Entries shown |
= = = = = = =

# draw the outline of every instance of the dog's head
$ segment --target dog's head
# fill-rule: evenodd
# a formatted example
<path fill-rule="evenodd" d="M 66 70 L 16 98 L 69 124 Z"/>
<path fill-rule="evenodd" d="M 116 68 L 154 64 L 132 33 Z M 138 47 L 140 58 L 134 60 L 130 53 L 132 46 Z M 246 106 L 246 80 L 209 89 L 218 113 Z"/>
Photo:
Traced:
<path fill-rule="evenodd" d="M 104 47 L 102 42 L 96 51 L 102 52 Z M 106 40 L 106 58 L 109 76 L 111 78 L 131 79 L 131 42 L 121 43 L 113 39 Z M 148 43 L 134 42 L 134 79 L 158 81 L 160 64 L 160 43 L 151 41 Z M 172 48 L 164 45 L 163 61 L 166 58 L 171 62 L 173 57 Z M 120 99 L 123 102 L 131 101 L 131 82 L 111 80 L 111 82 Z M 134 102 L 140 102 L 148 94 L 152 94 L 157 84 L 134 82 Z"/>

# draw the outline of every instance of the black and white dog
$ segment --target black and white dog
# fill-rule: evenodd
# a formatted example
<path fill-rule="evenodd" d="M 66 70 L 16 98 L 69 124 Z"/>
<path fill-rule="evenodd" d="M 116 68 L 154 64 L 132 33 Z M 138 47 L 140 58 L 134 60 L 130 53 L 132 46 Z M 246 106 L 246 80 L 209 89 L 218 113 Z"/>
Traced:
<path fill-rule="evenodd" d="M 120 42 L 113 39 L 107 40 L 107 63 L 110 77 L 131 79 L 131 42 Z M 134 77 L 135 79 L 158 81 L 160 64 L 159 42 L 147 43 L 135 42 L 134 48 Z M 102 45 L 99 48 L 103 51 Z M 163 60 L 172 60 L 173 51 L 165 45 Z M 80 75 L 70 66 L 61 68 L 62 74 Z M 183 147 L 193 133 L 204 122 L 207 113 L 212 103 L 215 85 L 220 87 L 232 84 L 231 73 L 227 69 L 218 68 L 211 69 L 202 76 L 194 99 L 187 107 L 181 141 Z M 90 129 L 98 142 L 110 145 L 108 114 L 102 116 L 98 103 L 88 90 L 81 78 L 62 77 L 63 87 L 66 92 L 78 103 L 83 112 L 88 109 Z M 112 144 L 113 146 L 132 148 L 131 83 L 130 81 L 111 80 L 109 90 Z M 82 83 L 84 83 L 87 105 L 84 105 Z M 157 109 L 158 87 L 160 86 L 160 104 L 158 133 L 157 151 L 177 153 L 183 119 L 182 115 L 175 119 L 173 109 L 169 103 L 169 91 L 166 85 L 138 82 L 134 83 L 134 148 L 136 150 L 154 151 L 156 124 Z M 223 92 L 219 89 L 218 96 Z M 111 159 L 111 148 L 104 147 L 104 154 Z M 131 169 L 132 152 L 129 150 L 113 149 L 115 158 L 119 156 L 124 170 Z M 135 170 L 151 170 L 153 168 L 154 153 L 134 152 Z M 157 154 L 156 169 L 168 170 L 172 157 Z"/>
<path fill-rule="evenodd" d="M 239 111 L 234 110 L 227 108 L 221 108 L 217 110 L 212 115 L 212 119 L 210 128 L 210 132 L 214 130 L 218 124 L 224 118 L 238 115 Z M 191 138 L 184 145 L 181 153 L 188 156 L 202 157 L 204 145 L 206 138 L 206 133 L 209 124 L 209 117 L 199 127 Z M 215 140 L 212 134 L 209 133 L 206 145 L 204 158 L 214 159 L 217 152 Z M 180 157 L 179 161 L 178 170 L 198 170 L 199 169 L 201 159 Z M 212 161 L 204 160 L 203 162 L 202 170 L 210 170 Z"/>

= = = = = = =

What you are asked to do | Arrange the records above as a two-column CSV with the header row request,outline. Give one row per record, with the request text in the first field and its full traced answer in the second, each field quoted and any line breaks replaced by spaces.

Correct result |
request,outline
"# draw the outline of every instance of the dog's head $ segment --target dog's head # fill-rule: evenodd # a formatted example <path fill-rule=""evenodd"" d=""M 66 70 L 16 98 L 69 124 Z""/> <path fill-rule=""evenodd"" d=""M 116 68 L 154 64 L 132 33 Z M 138 47 L 140 58 L 134 60 L 130 53 L 132 46 Z M 246 106 L 246 80 L 209 89 L 218 113 Z""/> Photo: Traced:","<path fill-rule=""evenodd"" d=""M 104 47 L 102 42 L 96 51 L 102 52 Z M 106 40 L 106 58 L 109 76 L 111 78 L 131 79 L 131 42 L 121 43 L 113 39 Z M 148 43 L 134 42 L 134 79 L 158 81 L 160 64 L 160 43 L 151 41 Z M 172 48 L 164 45 L 163 61 L 166 58 L 171 62 L 173 57 Z M 120 99 L 123 102 L 131 101 L 131 82 L 111 80 L 111 82 Z M 134 102 L 140 102 L 148 94 L 152 94 L 157 84 L 134 82 Z""/>"
"# draw the outline of every instance of the black and white dog $ segment --target black and white dog # fill-rule: evenodd # a formatted example <path fill-rule=""evenodd"" d=""M 66 70 L 16 98 L 69 124 Z""/> <path fill-rule=""evenodd"" d=""M 116 68 L 154 64 L 132 33 Z M 138 47 L 140 58 L 134 60 L 130 53 L 132 46 Z M 246 106 L 246 80 L 209 89 L 218 113 Z""/> Traced:","<path fill-rule=""evenodd"" d=""M 120 42 L 113 39 L 107 40 L 107 63 L 110 77 L 131 79 L 131 42 Z M 134 77 L 135 79 L 158 81 L 160 64 L 159 42 L 147 43 L 135 42 L 134 48 Z M 102 45 L 99 48 L 103 51 Z M 163 60 L 172 60 L 173 51 L 165 45 Z M 80 75 L 70 66 L 61 68 L 62 74 Z M 183 147 L 193 133 L 204 122 L 207 113 L 212 103 L 215 85 L 220 87 L 232 84 L 231 73 L 227 69 L 218 68 L 211 69 L 202 76 L 194 99 L 187 107 L 181 141 Z M 90 129 L 98 142 L 110 145 L 108 114 L 102 116 L 98 103 L 88 90 L 81 78 L 62 77 L 63 87 L 66 92 L 78 103 L 83 112 L 88 109 Z M 112 144 L 113 146 L 132 148 L 131 83 L 130 81 L 111 80 L 109 90 Z M 82 83 L 84 83 L 87 105 L 84 105 Z M 157 109 L 158 87 L 160 86 L 160 104 L 158 133 L 157 151 L 177 153 L 183 119 L 182 115 L 175 119 L 173 109 L 169 103 L 169 91 L 166 85 L 138 82 L 134 83 L 134 148 L 136 150 L 154 151 L 156 124 Z M 223 92 L 219 89 L 218 96 Z M 111 159 L 111 148 L 104 147 L 104 154 Z M 131 169 L 132 152 L 129 150 L 113 149 L 115 158 L 119 156 L 124 170 Z M 135 170 L 151 170 L 153 168 L 154 153 L 134 152 Z M 157 154 L 156 169 L 168 170 L 172 157 Z""/> <path fill-rule=""evenodd"" d=""M 239 111 L 234 110 L 227 108 L 221 108 L 217 110 L 212 115 L 212 119 L 210 128 L 210 132 L 214 130 L 218 124 L 224 118 L 238 115 Z M 191 138 L 184 145 L 181 153 L 188 156 L 202 157 L 204 145 L 206 138 L 206 133 L 209 124 L 209 117 L 199 127 Z M 215 140 L 212 134 L 209 133 L 206 145 L 204 158 L 214 159 L 217 152 Z M 180 157 L 179 161 L 178 170 L 198 170 L 199 169 L 201 159 Z M 212 161 L 204 160 L 203 162 L 202 170 L 210 170 Z""/>"